--- Dataset Enclosed Below ---

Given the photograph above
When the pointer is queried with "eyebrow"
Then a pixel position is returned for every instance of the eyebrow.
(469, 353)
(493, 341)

--- End of Enclosed Dataset ---
--- Dataset Enclosed Below ---

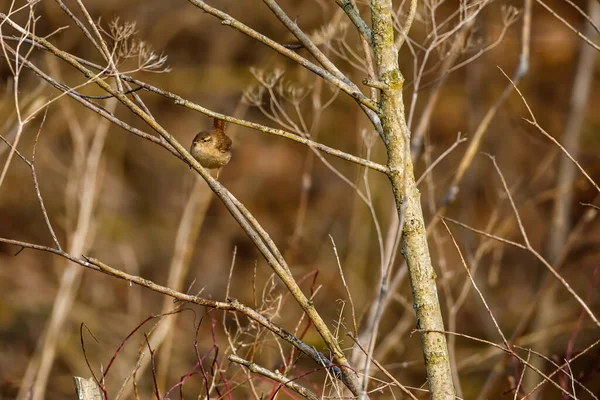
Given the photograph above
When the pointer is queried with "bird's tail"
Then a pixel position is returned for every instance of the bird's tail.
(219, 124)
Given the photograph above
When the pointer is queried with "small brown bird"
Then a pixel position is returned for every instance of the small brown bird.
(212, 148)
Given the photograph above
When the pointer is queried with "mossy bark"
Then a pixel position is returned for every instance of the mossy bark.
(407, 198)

--- End of Enclosed Dataset ---

◆ Work required ◆
Wherever the string "with" occurs in the records above, copy that line.

◆ Solution below ◆
When the pointer is queried with "eyebrow"
When the pointer is queried with "bird's tail"
When the pointer is queried with "small brown bird"
When the pointer is queried with "mossy bark"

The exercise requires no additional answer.